Set problem: Would you restate all the data that follows, word for word?

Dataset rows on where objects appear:

· · · · ·

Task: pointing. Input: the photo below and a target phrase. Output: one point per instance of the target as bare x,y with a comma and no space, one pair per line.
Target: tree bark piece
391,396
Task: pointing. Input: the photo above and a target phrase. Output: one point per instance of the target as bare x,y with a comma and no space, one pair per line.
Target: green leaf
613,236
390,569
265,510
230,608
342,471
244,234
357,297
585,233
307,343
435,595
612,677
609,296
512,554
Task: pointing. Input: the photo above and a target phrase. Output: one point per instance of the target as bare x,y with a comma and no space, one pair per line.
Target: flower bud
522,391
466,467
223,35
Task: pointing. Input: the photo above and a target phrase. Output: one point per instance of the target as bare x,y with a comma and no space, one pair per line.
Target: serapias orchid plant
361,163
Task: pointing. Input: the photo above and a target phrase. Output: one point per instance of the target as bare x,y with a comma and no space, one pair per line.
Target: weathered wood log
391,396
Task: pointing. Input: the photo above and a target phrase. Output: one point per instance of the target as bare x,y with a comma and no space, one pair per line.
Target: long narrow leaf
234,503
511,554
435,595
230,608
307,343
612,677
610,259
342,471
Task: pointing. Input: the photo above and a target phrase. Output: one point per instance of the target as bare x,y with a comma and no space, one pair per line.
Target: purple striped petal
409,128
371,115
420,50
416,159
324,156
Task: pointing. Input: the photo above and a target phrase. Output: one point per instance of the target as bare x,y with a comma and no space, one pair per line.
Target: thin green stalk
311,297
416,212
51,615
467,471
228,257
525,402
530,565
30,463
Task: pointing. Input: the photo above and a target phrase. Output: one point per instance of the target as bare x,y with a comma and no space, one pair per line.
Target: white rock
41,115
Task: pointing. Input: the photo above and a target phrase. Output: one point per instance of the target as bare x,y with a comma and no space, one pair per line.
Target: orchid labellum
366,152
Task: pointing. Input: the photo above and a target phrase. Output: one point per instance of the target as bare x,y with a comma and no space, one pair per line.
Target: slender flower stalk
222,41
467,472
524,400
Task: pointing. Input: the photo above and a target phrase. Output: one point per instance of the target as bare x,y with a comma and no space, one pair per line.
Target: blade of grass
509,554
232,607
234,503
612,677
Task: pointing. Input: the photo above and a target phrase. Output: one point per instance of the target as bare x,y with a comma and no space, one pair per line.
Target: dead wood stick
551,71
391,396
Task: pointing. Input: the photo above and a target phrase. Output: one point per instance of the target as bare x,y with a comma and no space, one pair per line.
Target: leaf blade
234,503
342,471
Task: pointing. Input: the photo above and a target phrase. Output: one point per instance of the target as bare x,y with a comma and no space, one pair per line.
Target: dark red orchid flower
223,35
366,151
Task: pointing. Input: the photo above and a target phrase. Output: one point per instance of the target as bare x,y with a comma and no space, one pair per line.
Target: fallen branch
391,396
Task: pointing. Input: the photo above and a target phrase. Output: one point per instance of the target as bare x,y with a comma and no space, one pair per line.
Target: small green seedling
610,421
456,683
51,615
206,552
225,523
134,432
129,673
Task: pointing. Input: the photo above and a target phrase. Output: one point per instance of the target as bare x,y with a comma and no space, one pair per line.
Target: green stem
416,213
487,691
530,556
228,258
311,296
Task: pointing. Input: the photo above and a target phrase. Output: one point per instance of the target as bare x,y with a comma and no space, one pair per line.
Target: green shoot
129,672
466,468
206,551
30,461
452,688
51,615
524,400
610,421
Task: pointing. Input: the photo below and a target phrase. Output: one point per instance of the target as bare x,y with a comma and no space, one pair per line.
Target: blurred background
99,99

· · · · ·

Output of the exercise:
Task: pointing. Input: the photo below and a target phrase. Output: one point per instance of the target as bare x,y with a comma and no space, one pair per line.
Target: tree bark piece
391,396
Task: pointing. Input: the photo above and a target phrase. Output: one point per instance of the target as bare x,y with a comma and no space, one pair per line.
Target: green leaf
613,236
390,569
265,510
230,608
342,471
244,234
357,297
585,233
307,343
435,595
612,677
609,296
512,554
Task: pointing. Input: the photo above and a target phrase. Output: one point per instance of the target as bare x,y with a comma and no space, one pair per line.
Target: flower bud
522,391
466,467
223,35
Task: pointing. Input: the photo above and a target phrase. Output: one point per instance of the target as bare x,y with a comma and no space, one pair per line.
Target: serapias orchid plant
361,163
Task: pointing. Input: the photo above and a target phrase. Output: one point per instance of the target as bare x,y with a comma and no space, one pair per line.
Target: weathered wood log
391,396
Task: pointing. Input: the photo above and a target phrase. Output: one point per instance of the target as bare x,y with a comma and no space, one pair per line.
Target: long narrow leaf
234,503
511,554
435,595
230,608
307,343
612,677
610,259
342,471
Task: pointing. Input: the photo above and a target phrase. Output: one point per instance of the target as bare x,y with a comma and no space, one pair per line.
Target: purple striped petal
409,128
371,115
420,50
416,159
324,156
Task: pointing. Input: the photo above and a target phrase. Output: one point per instance of the target as bare x,y with a comma and no space, one pair per line.
Target: thin green stalk
311,297
416,212
51,615
467,471
228,257
525,402
530,565
30,463
Task: pointing. Input: the photo above and a target phrase. Output: one point per instance of the target as bare x,y with a comma and no space, one pair per line.
Target: white rock
41,115
Task: pointing. Input: the photo above and a target phrase. Output: one point per instance of the target as bare x,y with a comma and no space, one pair per line.
Target: orchid labellum
366,152
Task: pointing. Input: the photo above and a target phrase. Output: one point per instance of the target as bare x,y with a comma and no space, one pair per line.
Target: slender flower stalk
222,41
467,472
524,400
Task: pointing. Input: the photo above and a target phrase. Output: one point per instance of the target as bare x,y with a comma and no space, one pair per line.
Target: blade of grass
509,554
232,607
234,503
612,677
Task: pointing. Input: the photo above and a target phrase. Output: one point per instance of the target as bare x,y with a comma and no space, one pair per line.
Target: dead wood stick
551,71
391,396
Task: pointing. Input: the photo above and a target phrase. Output: one point per instance of the target as bare x,y with a comma and no space, one pair per line.
Target: leaf blade
234,503
342,471
Task: pointing. Input: the photo above and a target phrase. Output: one point per instance of the target as bare x,y with a comma and no space, one pair per line.
Target: dark red orchid flower
223,35
366,151
Task: pointing. Input: the photo above and a target phrase. Output: one point per instance of the target as bare x,y with a comma and no space, one pair per line.
Target: fallen branch
391,396
Task: pointing. Input: the photo above and a target phrase. Output: one point per instance of the target as bare x,y with a comma and no space, one pair per line.
Target: small green seedling
610,421
456,683
51,615
206,552
225,523
134,432
129,673
Task: pointing. Input: the photo above and a target phrase. Output: one point per instance of the target as bare x,y with a comma and no space, one pair per line.
Target: green stem
416,213
487,691
530,556
228,258
311,296
Task: pointing. Input: the photo above and a target phrase. Output: one point per instance of the target as bare x,y with a comma and no space, one pair per line.
Target: green shoot
129,672
466,468
206,551
30,461
452,688
51,615
524,400
610,421
Task: pointing. Input: the photo below and a target phrase. Output: one point per instance of the target as bare x,y with a comma and no space, one pair per line.
Target: blurred background
99,99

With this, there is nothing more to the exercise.